What you will do:
Copy the data from the start up to and including the line with "89L108 89L106 95L109", substituting "example output" for "sample output" and keeping everything else the same.

(Contour annotation data)
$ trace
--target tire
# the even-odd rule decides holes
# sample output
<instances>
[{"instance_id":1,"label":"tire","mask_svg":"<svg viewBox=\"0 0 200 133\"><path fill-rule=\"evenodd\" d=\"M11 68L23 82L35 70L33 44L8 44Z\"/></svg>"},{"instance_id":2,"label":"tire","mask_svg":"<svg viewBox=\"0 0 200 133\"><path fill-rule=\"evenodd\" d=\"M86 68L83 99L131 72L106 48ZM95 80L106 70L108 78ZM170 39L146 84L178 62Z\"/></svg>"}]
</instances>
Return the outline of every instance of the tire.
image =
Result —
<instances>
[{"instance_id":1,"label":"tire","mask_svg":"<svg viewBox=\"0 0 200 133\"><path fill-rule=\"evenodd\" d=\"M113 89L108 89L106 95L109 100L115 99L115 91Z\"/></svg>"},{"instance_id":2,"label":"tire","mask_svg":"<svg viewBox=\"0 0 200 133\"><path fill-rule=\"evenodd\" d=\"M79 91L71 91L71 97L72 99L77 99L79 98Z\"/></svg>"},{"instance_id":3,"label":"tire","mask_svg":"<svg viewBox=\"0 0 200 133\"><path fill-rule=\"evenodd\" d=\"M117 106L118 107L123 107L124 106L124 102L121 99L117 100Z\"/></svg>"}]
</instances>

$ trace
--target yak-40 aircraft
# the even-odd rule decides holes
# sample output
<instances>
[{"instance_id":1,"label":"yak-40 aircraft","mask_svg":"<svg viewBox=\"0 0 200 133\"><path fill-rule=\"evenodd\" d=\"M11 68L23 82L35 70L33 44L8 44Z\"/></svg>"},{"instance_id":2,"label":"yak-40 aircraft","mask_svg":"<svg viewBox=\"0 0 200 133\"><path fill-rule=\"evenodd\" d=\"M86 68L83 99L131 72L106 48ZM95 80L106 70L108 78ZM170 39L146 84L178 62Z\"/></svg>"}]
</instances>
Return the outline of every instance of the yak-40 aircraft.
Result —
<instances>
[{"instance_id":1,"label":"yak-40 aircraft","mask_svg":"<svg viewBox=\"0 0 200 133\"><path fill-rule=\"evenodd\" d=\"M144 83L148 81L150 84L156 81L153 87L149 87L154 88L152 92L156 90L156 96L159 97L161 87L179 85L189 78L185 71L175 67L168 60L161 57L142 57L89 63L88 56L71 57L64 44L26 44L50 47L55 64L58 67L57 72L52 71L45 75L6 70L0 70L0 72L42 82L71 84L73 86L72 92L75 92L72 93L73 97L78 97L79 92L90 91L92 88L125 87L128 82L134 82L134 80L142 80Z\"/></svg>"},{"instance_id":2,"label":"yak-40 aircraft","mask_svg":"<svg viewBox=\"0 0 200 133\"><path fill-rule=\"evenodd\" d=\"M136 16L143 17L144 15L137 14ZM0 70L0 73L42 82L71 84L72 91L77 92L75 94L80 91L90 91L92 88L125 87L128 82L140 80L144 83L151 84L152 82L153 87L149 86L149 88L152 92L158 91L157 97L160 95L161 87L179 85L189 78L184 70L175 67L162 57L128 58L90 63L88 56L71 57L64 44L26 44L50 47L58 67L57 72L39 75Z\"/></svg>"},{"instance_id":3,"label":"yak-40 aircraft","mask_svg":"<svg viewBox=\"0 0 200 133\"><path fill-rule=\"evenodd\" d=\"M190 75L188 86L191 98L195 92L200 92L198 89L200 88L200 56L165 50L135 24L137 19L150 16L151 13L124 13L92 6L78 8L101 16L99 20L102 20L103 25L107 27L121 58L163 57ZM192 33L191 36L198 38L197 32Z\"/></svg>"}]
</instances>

Output for this exercise:
$ trace
--target tire
# the even-odd rule decides holes
# example output
<instances>
[{"instance_id":1,"label":"tire","mask_svg":"<svg viewBox=\"0 0 200 133\"><path fill-rule=\"evenodd\" d=\"M11 68L23 82L35 70L33 44L8 44Z\"/></svg>"},{"instance_id":2,"label":"tire","mask_svg":"<svg viewBox=\"0 0 200 133\"><path fill-rule=\"evenodd\" d=\"M86 68L83 99L131 72L106 48ZM95 80L106 70L108 78ZM170 39L146 84L178 62Z\"/></svg>"}]
</instances>
Return the outline of every instance of the tire.
image =
Result —
<instances>
[{"instance_id":1,"label":"tire","mask_svg":"<svg viewBox=\"0 0 200 133\"><path fill-rule=\"evenodd\" d=\"M113 89L108 89L106 95L109 100L115 99L115 91Z\"/></svg>"},{"instance_id":2,"label":"tire","mask_svg":"<svg viewBox=\"0 0 200 133\"><path fill-rule=\"evenodd\" d=\"M79 91L71 91L71 97L72 99L77 99L79 98Z\"/></svg>"},{"instance_id":3,"label":"tire","mask_svg":"<svg viewBox=\"0 0 200 133\"><path fill-rule=\"evenodd\" d=\"M117 106L118 107L123 107L124 106L124 102L121 99L117 100Z\"/></svg>"}]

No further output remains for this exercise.